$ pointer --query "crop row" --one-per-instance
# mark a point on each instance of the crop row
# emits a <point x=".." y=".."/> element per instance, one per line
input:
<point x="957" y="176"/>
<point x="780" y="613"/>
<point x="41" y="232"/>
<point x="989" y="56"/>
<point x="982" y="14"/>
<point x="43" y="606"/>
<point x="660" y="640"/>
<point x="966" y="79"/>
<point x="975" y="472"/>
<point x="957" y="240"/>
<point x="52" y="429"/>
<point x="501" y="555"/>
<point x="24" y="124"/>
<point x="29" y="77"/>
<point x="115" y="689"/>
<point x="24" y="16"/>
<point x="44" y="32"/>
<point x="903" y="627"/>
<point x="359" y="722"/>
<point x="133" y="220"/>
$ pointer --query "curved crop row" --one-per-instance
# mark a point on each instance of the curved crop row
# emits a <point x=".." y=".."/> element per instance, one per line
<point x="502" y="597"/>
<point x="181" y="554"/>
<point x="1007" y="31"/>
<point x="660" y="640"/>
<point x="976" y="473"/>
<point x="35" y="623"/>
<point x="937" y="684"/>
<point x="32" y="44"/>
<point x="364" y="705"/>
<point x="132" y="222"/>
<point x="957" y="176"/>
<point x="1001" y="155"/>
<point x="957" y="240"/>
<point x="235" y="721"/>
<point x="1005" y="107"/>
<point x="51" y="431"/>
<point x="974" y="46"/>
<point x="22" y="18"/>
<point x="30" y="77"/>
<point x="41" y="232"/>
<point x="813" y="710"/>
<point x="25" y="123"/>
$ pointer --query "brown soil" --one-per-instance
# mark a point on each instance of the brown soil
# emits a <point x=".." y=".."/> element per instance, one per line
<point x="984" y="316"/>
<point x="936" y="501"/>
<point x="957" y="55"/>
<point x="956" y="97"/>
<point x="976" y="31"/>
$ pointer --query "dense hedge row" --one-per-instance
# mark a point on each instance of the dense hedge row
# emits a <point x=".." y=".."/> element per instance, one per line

### Required work
Reproduce every line of the records above verbatim and in their original order, from the first command through the last.

### Answer to the problem
$ pointer --query "crop row" --one-per-instance
# mark a point on each instance of the crop row
# emits a <point x=".." y=".."/> element per instance, one per line
input:
<point x="957" y="176"/>
<point x="780" y="613"/>
<point x="41" y="232"/>
<point x="989" y="56"/>
<point x="982" y="14"/>
<point x="43" y="606"/>
<point x="660" y="640"/>
<point x="966" y="79"/>
<point x="975" y="472"/>
<point x="957" y="240"/>
<point x="52" y="429"/>
<point x="501" y="555"/>
<point x="24" y="124"/>
<point x="29" y="77"/>
<point x="115" y="689"/>
<point x="24" y="16"/>
<point x="44" y="32"/>
<point x="903" y="627"/>
<point x="359" y="722"/>
<point x="133" y="220"/>
$ pointer --query "curved crop row" --one-per-instance
# mark a point on each instance of the curved crop row
# emits a <point x=".." y=".."/> element per instance, one per line
<point x="502" y="597"/>
<point x="181" y="554"/>
<point x="1007" y="31"/>
<point x="660" y="640"/>
<point x="976" y="473"/>
<point x="35" y="623"/>
<point x="937" y="684"/>
<point x="32" y="44"/>
<point x="364" y="705"/>
<point x="132" y="222"/>
<point x="957" y="176"/>
<point x="1001" y="155"/>
<point x="957" y="240"/>
<point x="235" y="721"/>
<point x="1005" y="107"/>
<point x="51" y="431"/>
<point x="974" y="46"/>
<point x="22" y="18"/>
<point x="30" y="77"/>
<point x="41" y="232"/>
<point x="813" y="710"/>
<point x="25" y="123"/>
$ pointer --query "brown soil" --one-per-instance
# mark a point on each instance of the brown soil
# emits a <point x=".." y=".."/> element per instance, one per line
<point x="984" y="316"/>
<point x="936" y="501"/>
<point x="957" y="55"/>
<point x="956" y="97"/>
<point x="976" y="31"/>
$ pointer --query "dense hedge row" --one-per-instance
# mark a point on each instance of the dense hedge row
# emits a <point x=".." y=".."/> element per instance, one per line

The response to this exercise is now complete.